> EXERCISE GOAL
Can you copy out all of the material below word for word, leaving out any pictures?

....

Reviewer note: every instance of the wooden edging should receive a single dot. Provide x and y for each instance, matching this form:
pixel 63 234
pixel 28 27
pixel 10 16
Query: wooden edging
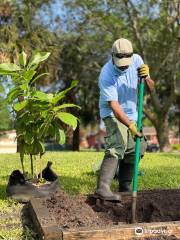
pixel 48 229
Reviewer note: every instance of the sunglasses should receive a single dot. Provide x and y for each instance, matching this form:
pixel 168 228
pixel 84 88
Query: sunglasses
pixel 122 55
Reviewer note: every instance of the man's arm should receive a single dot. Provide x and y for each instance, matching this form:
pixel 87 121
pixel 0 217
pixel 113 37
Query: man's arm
pixel 122 117
pixel 119 113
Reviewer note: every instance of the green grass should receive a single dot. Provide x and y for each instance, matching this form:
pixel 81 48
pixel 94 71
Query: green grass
pixel 76 176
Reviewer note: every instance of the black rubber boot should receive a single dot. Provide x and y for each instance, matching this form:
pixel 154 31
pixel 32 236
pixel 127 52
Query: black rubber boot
pixel 105 178
pixel 125 176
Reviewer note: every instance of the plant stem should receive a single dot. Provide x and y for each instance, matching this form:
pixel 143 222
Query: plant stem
pixel 32 167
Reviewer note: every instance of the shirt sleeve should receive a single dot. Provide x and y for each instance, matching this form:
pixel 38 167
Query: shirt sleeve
pixel 108 89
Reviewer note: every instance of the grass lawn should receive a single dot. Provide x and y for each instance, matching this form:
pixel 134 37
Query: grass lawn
pixel 76 176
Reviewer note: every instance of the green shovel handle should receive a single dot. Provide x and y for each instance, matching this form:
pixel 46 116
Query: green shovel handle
pixel 139 125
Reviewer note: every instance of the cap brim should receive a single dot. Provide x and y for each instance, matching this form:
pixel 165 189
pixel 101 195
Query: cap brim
pixel 122 62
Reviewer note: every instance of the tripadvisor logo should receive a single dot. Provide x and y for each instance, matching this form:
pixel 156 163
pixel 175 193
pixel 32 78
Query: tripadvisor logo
pixel 138 231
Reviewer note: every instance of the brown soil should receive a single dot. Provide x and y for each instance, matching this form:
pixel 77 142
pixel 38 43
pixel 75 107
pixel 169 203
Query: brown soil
pixel 84 212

....

> ANSWER TO THE TASK
Reviewer note: every instance of the wooden edging should receive a single dot. Provide x and y for each instance, matching this form:
pixel 63 234
pixel 28 27
pixel 10 16
Query: wooden edging
pixel 48 229
Reviewer note: every instance of the sunglasses should receive a single dot. Provide x and y for each instance, matching this form:
pixel 168 228
pixel 84 88
Query: sunglasses
pixel 122 55
Reviewer note: every instance of the man's arm should receive a single dot. Provide x and y for each instance, matching this form:
pixel 87 121
pixel 0 217
pixel 113 37
Query: man's arm
pixel 122 117
pixel 119 113
Reviewer note: every instance of the green grass should receive a single dot. Provide x and y for each instance, matching this form:
pixel 81 48
pixel 94 71
Query: green grass
pixel 76 176
Reviewer note: every instance of the black rubber boot should receive a single dot. Provide x and y for each instance, matching this form:
pixel 154 31
pixel 32 236
pixel 127 52
Query: black rubber boot
pixel 105 178
pixel 125 176
Reviewer note: every instance of the plant stem should receive a single dot. Provide x and y for each instance, matching this form:
pixel 143 222
Query: plant stem
pixel 32 167
Reviewer note: every instance of the shirt sleeve should receive a single dot. Provide x and y for each instance, matching this form:
pixel 38 167
Query: shirt sleeve
pixel 108 89
Reviewer note: every instance of the grass lawn should receive a single dot. Provide x and y for each instance, matching this form:
pixel 134 37
Query: grass lawn
pixel 76 176
Reviewer note: every instance of the green shovel handle should receive a single dot. Provide x and y for each instance, matching this form:
pixel 46 116
Query: green shovel handle
pixel 139 125
Reviewer note: every instance of the cap brim should receive a single dot. Provide x and y for each instance, matching this form:
pixel 165 189
pixel 101 195
Query: cap brim
pixel 122 62
Reviewer note: every instance of the tripadvisor logo should receive a single dot. Provide x and y for each instance, matching this form:
pixel 156 163
pixel 175 193
pixel 32 78
Query: tripadvisor logo
pixel 138 231
Reviewer note: every instance of the brown soil should receive a single dot. Provide x and y for each instance, matching this form:
pixel 77 142
pixel 38 43
pixel 75 107
pixel 169 203
Query: brown soil
pixel 84 212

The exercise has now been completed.